## Extracted information
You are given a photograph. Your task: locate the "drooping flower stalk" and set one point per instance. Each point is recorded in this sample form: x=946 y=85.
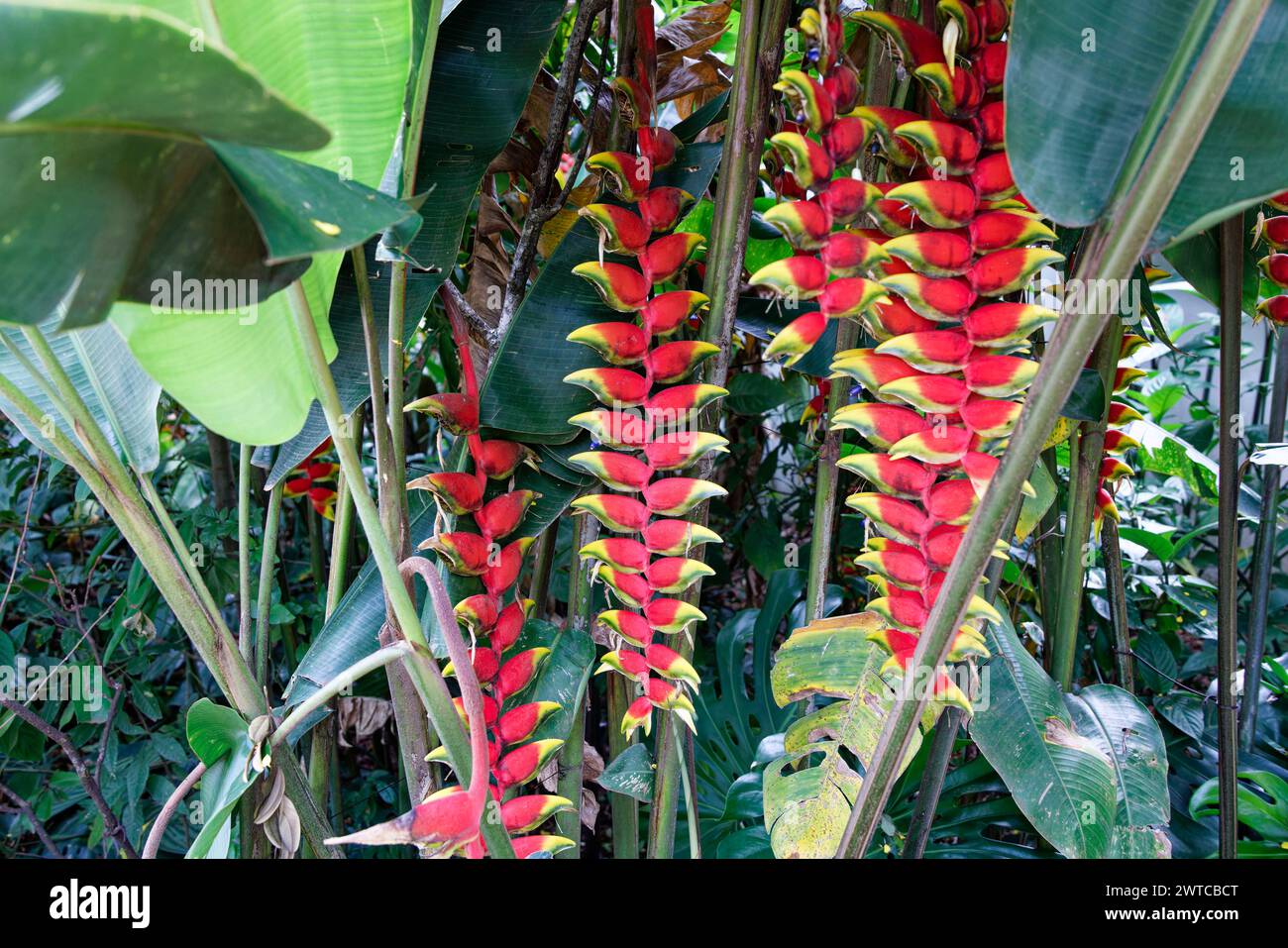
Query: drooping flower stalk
x=952 y=241
x=500 y=721
x=648 y=415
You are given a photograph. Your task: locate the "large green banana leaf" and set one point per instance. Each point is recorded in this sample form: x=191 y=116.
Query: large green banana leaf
x=1080 y=78
x=476 y=98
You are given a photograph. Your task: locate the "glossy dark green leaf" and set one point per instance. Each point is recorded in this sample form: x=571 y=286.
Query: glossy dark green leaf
x=526 y=393
x=1080 y=78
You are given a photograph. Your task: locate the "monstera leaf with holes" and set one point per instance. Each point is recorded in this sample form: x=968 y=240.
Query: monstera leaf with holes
x=1077 y=73
x=1087 y=771
x=810 y=790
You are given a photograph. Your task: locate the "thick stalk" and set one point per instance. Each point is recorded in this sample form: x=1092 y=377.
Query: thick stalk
x=760 y=43
x=1228 y=531
x=1126 y=235
x=420 y=665
x=1086 y=450
x=1263 y=556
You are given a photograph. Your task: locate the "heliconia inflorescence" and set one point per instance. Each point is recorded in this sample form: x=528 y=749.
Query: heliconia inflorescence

## Task statement
All entries must be written out again exactly as given, with no pictures in the copy.

## Complete output
You are given a photograph. Your task: locate the "drooping flower stalk" and set one point per instance. Each point is recorded in this sample form: x=946 y=85.
Query: drooping flower stalk
x=952 y=241
x=500 y=721
x=648 y=415
You are given a photograph. Your task: locate the "large green banana leaf" and set one point per instance. Each point is recorded in this sample form: x=191 y=116.
Query: large green banana leaf
x=1080 y=78
x=476 y=98
You are given a photograph. Your task: locate the "glossy dark green leaf" and set one point per instance. Each point is recorded in this sample form: x=571 y=286.
Query: glossy dark green leaf
x=526 y=393
x=1080 y=78
You are given a photograph. Your task: locate the "monstera leaf with holes" and set one point per instance. Each point is recorded in this sample form: x=968 y=240.
Query: monstera leaf with holes
x=1077 y=73
x=1087 y=771
x=810 y=790
You are given a photograph. Your task: locate the "thick stalk" and set one point per instance. Each point is recorded in this sample form: x=1092 y=377.
Query: thick stalk
x=760 y=43
x=1228 y=531
x=1126 y=235
x=420 y=665
x=1086 y=450
x=1263 y=556
You are given a photograph. Your task: locate the "heliconia inflorescence" and set one point per instance. Each point is recorded in this sample form: x=528 y=749.
Query: heliconia inflorescence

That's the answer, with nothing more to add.